Interview by Laura Barnett 

Another view

Plastic surgeon Simon Kay delivers a scathing verdict on the Armando Iannucci-penned opera Skin Deep
  
  


This opera about cosmetic surgery is unremittingly dreadful - the musical equivalent of waterboarding. There's a lot you could say about vanity, appearance, the perception of self, the fact that it's what lies beneath that matters. Unfortunately, Skin Deep doesn't explore any of this.

In Armando Iannucci's libretto, cosmetic surgeon Dr Needlemeier performs yearly operations on his wife at his Alpine clinic, falls in lust with his disfigured receptionist and develops an elixir of youth for which the missing ingredient is a famous person's testicle.

There probably are some surgeons as self-congratulatory as Needlemeier (it takes self-confidence to perform any surgery), and I have met surgeons who operate on their wives, though it is considered unethical. In one scene, Needlemeier does a swap: his receptionist gets his wife's face, and vice versa. The scene is well handled, but it leaves questions: does he now love the one that looks like the one he loves, or does he love the one that doesn't? It's very confusing.

Needlemeier's elixir of life makes everyone look the same. That cosmetic surgery does this is utter nonsense. Neither is it frivolous and celebrity-obsessed. Most people who come for cosmetic surgery are ordinary working-class people who, like all of us, dislike something about themselves.

The moment that's just too much to bear comes when the characters decide they don't need the elixir, revert to their wrinkly, saggy-breasted bodies, and sing banal homilies about how it's better to look the way God intended us to, and let's admire each other for our imperfections. Of course it is. Cosmetic surgery doesn't go against such thinking for a moment.

• Professor Simon Kay is a consultant plastic surgeon with Leeds Teaching Hospitals NHS Trust. Skin Deep is at the Grand Theatre, Leeds (0113-222 6222), on Wednesday and on 11 February. Then touring.

* [PROBLEM DESCRIPTION]
Please repeat the opera review word for word, from "There probably are" to "something about themselves.". The lines after this have no connection to the opera review.

* [GIVEN ENTRIES]
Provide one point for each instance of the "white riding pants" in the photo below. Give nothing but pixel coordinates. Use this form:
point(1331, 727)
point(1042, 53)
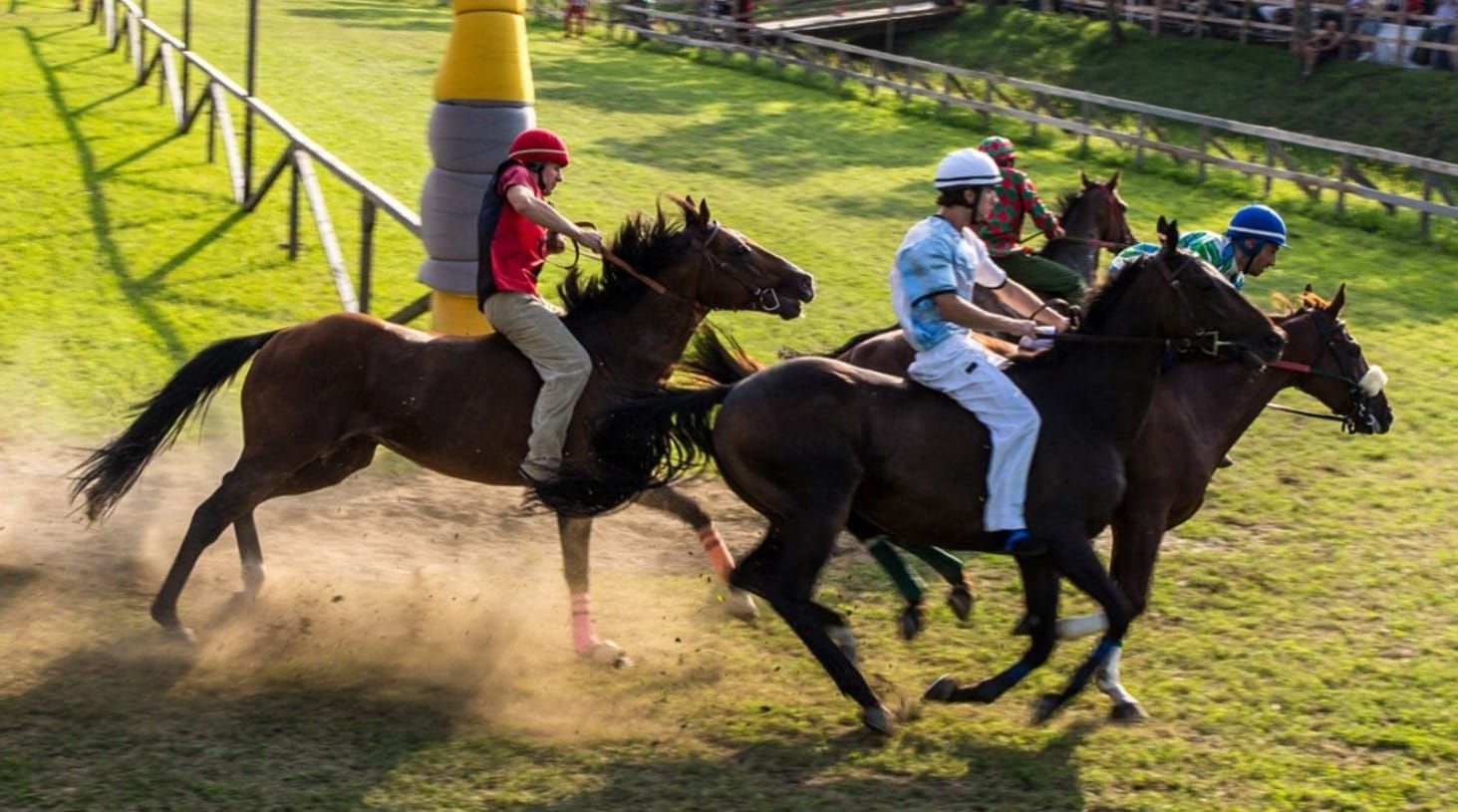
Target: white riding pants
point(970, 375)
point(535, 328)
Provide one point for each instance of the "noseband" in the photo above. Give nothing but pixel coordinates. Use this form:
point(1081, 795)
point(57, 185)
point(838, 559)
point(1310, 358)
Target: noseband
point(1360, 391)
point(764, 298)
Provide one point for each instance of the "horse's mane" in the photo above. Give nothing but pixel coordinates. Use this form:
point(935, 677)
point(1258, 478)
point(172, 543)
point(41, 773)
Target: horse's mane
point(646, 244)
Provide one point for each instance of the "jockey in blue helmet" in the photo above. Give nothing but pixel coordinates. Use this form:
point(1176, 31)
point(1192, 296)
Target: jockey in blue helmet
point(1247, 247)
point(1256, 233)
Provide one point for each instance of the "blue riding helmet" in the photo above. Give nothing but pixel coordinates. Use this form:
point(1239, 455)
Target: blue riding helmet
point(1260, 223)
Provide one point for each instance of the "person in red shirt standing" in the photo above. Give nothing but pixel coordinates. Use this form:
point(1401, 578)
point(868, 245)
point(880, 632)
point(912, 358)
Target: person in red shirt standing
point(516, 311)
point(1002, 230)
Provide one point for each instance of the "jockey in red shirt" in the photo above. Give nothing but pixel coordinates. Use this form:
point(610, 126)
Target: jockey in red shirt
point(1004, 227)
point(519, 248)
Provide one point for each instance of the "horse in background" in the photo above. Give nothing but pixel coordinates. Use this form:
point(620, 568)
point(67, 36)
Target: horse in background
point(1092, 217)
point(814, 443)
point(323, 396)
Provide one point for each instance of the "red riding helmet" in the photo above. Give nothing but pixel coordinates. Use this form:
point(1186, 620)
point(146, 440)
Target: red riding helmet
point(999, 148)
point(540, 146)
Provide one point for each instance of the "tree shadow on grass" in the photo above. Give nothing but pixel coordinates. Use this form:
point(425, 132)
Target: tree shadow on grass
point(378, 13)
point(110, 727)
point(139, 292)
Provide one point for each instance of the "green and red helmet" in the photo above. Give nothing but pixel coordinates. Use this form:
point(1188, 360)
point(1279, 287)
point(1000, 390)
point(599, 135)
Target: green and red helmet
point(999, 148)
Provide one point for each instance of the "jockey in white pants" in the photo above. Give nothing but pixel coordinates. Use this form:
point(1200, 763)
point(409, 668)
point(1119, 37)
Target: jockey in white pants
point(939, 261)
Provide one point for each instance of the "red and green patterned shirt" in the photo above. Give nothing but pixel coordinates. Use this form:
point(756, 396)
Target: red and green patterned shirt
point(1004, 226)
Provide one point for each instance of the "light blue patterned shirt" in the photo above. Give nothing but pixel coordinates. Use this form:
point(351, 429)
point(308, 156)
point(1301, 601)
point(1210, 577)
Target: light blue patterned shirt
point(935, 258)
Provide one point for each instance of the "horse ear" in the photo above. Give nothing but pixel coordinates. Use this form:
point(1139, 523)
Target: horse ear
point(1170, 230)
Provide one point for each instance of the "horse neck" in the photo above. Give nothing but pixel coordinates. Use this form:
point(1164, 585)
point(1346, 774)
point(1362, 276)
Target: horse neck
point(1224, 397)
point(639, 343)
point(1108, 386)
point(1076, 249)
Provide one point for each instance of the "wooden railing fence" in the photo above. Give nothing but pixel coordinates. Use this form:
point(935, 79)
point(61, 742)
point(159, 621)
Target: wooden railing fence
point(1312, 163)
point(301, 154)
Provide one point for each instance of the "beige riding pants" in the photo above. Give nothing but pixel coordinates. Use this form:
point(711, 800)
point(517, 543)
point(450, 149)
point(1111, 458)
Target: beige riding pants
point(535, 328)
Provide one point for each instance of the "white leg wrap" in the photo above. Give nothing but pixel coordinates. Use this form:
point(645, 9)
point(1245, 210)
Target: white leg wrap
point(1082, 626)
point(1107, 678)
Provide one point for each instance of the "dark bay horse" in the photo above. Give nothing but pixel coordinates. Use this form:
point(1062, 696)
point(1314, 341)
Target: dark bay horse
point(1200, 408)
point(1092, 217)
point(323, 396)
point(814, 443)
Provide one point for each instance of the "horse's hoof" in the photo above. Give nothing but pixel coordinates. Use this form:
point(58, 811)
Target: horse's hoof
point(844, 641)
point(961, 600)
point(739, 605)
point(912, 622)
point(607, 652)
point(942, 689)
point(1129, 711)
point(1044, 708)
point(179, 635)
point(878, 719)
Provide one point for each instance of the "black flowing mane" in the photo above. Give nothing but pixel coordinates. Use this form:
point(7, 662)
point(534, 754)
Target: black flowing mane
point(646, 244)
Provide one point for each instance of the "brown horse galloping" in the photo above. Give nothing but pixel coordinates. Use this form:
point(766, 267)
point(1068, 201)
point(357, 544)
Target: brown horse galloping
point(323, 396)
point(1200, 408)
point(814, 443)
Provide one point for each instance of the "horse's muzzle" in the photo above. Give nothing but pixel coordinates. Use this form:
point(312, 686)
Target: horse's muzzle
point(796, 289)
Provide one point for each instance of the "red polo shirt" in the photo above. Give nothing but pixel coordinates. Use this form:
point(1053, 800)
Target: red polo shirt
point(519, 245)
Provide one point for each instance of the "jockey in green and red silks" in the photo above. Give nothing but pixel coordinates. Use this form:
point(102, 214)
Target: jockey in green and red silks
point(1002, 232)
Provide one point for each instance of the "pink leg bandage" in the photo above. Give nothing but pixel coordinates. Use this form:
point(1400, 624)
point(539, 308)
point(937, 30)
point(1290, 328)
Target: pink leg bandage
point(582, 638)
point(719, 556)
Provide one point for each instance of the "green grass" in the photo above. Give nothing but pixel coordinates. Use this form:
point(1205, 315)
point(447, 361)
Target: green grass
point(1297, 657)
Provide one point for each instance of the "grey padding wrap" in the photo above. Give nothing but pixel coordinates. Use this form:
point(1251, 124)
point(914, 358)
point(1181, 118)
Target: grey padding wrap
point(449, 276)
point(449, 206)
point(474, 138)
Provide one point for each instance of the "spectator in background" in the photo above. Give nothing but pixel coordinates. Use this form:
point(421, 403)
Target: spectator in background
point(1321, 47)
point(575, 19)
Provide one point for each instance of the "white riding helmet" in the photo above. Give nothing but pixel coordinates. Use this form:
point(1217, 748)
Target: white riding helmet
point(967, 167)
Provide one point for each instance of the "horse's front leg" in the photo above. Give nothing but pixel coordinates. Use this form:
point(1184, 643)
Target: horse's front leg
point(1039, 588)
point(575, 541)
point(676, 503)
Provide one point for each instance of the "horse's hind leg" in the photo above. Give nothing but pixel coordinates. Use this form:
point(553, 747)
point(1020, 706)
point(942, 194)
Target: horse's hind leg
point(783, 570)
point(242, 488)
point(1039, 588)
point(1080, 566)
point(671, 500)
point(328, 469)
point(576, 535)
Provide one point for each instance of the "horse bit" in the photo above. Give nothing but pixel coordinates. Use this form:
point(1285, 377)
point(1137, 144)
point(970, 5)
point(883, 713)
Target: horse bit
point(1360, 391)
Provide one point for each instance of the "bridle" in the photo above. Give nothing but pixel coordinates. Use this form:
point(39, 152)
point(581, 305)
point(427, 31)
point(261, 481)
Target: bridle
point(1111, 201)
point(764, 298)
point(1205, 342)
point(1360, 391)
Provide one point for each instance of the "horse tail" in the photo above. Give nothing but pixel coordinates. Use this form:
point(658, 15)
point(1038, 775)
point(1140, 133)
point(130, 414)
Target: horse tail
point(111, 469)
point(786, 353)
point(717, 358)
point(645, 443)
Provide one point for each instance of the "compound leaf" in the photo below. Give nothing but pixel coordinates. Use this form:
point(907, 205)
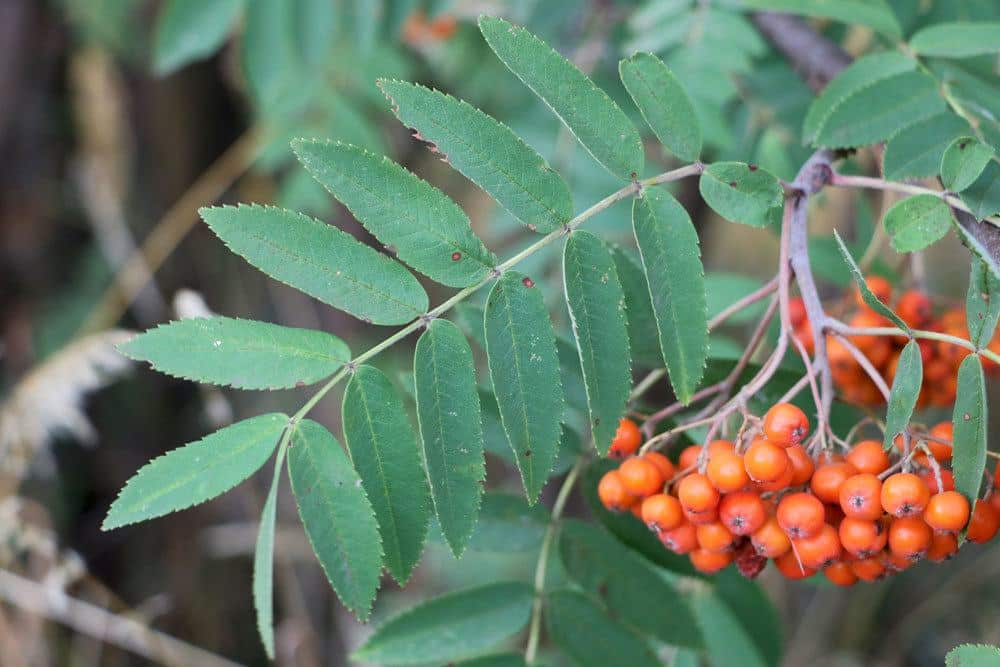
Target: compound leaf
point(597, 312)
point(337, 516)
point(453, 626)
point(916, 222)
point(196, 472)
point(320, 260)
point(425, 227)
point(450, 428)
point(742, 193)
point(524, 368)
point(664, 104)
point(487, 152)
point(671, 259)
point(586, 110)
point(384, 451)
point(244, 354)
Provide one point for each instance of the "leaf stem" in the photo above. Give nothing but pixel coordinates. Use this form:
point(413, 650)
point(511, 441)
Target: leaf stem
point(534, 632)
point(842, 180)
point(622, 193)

* [WRITTEN RESPONSE]
There probably are some surgeons as self-congratulatory as Needlemeier (it takes self-confidence to perform any surgery), and I have met surgeons who operate on their wives, though it is considered unethical. In one scene, Needlemeier does a swap: his receptionist gets his wife's face, and vice versa. The scene is well handled, but it leaves questions: does he now love the one that looks like the one he loves, or does he love the one that doesn't? It's very confusing.

Needlemeier's elixir of life makes everyone look the same. That cosmetic surgery does this is utter nonsense. Neither is it frivolous and celebrity-obsessed. Most people who come for cosmetic surgery are ordinary working-class people who, like all of us, dislike something about themselves.